■ Exercise goal ■
Reproduce, word for word, the part of the items below that opens with the line containing "pixel 216 136." and closes with the line containing "pixel 142 159". Include both of those lines and nothing outside them.

■ Listed entries ■
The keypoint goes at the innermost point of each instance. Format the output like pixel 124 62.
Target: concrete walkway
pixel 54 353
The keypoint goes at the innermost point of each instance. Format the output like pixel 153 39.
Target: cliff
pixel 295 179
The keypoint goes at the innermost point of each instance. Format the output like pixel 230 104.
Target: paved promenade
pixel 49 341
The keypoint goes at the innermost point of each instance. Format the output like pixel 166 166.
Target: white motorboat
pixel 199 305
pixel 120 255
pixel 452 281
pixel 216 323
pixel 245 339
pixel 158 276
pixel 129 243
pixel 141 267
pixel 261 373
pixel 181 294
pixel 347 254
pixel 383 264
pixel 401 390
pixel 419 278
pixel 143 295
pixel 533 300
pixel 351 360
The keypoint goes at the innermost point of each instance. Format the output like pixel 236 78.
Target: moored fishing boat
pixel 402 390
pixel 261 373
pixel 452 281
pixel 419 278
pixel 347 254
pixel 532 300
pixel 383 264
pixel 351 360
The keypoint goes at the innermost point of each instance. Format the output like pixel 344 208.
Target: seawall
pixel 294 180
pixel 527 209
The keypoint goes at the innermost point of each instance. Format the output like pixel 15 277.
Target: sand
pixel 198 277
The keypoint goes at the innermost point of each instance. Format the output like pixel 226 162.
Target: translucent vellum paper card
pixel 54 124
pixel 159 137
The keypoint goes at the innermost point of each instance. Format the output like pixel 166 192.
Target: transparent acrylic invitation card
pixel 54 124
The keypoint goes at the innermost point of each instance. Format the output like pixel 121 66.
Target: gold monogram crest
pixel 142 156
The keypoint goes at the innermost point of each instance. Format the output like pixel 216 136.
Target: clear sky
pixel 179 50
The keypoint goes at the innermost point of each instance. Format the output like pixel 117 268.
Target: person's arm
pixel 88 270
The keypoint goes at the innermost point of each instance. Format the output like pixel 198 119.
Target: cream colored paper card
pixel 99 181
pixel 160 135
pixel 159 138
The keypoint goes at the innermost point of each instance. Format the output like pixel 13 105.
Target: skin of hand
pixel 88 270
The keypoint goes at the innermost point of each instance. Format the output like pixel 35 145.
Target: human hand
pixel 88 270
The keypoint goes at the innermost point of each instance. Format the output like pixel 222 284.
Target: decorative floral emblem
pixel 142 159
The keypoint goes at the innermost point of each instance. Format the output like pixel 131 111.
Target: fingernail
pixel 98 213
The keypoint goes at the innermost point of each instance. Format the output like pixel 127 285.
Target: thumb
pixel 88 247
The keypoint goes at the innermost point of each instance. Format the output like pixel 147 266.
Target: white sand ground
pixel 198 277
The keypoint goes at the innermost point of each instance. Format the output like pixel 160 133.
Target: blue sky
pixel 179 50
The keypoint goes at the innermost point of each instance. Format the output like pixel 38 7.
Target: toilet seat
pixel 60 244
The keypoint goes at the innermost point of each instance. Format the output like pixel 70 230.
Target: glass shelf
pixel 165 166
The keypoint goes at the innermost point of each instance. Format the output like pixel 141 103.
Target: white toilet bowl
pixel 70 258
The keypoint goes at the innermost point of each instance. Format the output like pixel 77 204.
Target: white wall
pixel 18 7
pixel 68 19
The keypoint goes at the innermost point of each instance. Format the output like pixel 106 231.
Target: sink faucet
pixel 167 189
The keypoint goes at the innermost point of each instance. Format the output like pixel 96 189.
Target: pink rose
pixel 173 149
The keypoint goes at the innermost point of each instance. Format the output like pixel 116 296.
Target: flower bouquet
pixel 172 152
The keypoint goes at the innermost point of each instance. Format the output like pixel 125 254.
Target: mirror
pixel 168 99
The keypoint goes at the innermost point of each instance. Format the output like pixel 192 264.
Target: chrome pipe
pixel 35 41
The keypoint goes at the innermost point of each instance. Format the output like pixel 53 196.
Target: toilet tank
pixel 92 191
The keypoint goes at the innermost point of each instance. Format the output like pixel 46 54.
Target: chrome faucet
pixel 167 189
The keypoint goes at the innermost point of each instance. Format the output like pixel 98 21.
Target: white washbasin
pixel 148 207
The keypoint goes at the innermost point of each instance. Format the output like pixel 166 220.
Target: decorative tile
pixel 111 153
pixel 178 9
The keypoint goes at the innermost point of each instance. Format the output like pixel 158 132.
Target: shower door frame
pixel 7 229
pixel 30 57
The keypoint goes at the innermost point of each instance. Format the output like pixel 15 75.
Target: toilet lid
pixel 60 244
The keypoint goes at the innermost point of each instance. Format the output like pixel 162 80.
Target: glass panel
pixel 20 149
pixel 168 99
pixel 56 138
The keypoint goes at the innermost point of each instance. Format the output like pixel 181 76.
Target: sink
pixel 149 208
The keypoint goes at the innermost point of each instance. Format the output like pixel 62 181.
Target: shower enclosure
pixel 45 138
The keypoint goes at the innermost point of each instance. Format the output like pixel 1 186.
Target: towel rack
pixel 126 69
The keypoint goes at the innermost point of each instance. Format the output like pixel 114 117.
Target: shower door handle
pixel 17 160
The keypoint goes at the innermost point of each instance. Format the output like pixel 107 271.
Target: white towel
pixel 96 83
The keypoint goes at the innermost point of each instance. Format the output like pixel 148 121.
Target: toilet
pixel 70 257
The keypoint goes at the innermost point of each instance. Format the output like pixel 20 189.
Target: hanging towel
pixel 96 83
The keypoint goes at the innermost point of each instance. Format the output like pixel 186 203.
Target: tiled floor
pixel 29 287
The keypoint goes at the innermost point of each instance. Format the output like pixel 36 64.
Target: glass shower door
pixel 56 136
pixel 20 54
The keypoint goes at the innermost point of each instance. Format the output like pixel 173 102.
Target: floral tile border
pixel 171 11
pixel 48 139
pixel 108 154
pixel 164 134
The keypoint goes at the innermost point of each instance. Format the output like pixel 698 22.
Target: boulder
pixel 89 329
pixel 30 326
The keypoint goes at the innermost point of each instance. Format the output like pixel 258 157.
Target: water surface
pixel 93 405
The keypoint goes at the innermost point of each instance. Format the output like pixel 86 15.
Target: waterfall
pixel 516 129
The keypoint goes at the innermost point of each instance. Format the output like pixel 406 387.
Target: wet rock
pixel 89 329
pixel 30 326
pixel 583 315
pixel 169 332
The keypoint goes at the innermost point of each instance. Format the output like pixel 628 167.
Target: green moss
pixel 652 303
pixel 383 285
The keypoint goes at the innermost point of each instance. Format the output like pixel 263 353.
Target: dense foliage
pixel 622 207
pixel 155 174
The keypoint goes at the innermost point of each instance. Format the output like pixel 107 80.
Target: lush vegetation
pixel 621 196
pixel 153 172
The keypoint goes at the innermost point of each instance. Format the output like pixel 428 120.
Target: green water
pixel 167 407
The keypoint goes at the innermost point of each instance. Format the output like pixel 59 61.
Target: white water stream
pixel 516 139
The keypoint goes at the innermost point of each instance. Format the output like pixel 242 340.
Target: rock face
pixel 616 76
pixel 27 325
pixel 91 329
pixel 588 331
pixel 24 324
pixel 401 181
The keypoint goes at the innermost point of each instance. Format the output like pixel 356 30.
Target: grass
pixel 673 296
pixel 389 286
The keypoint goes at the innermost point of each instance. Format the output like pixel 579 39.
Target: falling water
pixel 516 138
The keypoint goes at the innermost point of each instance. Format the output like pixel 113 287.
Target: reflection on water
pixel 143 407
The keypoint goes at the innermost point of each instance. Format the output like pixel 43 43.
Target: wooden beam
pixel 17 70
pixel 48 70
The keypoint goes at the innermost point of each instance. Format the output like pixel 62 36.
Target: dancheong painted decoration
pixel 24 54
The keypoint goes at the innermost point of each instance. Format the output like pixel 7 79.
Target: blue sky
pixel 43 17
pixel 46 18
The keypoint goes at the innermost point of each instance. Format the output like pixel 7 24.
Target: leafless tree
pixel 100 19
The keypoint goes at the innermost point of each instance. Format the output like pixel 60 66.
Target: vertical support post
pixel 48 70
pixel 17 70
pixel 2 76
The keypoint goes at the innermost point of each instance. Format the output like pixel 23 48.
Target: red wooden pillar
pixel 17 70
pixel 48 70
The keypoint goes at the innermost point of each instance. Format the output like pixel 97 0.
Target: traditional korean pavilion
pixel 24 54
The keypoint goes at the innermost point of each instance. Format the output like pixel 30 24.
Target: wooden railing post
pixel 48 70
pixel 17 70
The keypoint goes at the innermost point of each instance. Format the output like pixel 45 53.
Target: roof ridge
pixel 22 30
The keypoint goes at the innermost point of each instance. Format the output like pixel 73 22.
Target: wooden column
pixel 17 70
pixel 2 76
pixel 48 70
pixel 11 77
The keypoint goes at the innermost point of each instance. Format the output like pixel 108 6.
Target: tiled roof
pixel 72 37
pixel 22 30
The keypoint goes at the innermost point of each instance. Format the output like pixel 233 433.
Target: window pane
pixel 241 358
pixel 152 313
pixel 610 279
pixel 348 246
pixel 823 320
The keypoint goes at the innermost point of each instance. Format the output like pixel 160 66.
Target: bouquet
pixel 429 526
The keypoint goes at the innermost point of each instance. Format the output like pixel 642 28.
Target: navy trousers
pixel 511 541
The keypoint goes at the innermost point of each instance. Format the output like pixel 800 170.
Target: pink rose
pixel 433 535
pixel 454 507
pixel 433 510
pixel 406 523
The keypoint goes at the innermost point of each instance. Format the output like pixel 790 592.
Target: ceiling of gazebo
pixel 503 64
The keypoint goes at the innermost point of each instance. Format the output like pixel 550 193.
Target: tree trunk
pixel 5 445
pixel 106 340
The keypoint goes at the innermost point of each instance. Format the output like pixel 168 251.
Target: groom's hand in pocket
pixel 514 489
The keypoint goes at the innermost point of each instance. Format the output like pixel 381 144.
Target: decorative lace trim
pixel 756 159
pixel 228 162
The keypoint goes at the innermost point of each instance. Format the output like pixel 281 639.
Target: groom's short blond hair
* * *
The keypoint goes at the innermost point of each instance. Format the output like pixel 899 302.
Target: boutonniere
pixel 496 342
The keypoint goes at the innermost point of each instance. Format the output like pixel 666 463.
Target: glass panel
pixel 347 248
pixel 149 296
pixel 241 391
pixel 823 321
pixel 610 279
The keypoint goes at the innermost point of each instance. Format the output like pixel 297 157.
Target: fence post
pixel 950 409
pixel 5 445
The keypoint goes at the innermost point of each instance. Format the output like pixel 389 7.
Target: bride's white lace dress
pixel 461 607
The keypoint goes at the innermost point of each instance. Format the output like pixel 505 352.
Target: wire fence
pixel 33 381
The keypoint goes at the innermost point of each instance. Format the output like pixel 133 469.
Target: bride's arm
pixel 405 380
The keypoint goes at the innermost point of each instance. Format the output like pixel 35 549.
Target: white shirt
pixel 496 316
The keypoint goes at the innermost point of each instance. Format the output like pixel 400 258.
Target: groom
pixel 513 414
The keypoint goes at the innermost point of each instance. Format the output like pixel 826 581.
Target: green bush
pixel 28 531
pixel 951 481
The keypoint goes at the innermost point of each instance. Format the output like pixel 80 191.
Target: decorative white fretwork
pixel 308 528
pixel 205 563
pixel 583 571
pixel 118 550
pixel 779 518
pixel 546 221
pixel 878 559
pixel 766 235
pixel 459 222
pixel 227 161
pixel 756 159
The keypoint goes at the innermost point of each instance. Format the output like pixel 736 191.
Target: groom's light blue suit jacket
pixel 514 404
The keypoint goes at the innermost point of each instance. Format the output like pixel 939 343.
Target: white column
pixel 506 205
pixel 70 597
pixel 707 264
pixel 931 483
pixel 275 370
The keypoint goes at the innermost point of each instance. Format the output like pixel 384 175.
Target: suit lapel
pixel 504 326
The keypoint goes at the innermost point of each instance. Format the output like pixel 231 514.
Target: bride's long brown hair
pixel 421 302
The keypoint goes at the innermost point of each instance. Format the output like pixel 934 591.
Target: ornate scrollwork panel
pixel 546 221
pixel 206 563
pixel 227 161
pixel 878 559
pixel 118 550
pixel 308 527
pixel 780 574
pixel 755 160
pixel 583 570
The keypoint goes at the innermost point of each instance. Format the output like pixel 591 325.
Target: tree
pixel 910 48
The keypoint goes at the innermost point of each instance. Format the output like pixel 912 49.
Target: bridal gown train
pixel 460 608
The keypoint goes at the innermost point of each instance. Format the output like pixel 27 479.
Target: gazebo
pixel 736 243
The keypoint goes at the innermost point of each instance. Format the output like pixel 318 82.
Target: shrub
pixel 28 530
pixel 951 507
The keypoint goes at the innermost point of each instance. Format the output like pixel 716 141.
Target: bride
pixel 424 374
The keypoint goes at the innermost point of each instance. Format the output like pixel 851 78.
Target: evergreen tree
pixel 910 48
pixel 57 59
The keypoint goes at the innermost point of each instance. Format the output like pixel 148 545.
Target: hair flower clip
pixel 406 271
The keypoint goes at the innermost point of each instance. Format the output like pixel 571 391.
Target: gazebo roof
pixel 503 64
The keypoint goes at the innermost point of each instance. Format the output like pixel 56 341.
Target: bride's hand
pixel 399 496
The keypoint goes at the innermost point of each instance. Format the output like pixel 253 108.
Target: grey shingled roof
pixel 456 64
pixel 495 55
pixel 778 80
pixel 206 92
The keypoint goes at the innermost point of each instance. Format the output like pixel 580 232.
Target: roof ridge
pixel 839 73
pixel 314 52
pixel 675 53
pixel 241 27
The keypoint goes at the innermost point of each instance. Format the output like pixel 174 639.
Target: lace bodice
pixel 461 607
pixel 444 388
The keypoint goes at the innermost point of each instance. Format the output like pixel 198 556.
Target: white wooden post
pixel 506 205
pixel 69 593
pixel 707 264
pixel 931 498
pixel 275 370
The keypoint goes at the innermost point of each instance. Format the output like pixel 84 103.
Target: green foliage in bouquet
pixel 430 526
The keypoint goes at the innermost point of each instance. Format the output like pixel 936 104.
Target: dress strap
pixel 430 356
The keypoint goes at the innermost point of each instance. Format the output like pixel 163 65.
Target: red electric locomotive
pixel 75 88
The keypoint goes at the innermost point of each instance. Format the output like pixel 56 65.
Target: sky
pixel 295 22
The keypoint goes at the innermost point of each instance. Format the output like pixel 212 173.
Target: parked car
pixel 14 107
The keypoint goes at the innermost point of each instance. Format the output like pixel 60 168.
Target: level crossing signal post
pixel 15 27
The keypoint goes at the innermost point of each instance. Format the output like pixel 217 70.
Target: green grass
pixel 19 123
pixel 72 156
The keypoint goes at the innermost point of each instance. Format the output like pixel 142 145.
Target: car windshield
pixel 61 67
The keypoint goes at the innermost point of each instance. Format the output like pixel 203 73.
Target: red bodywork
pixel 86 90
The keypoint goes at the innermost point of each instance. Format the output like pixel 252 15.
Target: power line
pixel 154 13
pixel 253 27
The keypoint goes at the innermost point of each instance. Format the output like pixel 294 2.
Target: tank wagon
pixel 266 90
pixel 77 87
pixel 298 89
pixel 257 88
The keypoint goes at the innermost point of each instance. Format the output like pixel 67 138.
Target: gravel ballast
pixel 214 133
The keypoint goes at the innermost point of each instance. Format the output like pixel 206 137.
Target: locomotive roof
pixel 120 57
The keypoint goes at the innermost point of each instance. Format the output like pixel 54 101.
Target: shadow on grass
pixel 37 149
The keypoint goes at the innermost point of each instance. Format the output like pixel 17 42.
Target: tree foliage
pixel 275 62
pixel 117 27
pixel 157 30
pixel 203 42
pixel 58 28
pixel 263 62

■ Worked solution ■
The keypoint goes at the innermost point of each instance. Format the output like pixel 216 136.
Target: clear sky
pixel 179 50
The keypoint goes at the innermost point of each instance. Format the output like pixel 117 268.
Target: person's arm
pixel 88 270
The keypoint goes at the innermost point of each instance. Format the output like pixel 198 119.
Target: cream colored paper card
pixel 99 181
pixel 160 135
pixel 159 138
The keypoint goes at the innermost point of each instance. Format the output like pixel 13 105.
Target: skin of hand
pixel 88 270
The keypoint goes at the innermost point of each instance. Format the output like pixel 35 145.
Target: human hand
pixel 88 270
The keypoint goes at the innermost point of each instance. Format the output like pixel 222 284.
Target: decorative floral emblem
pixel 142 159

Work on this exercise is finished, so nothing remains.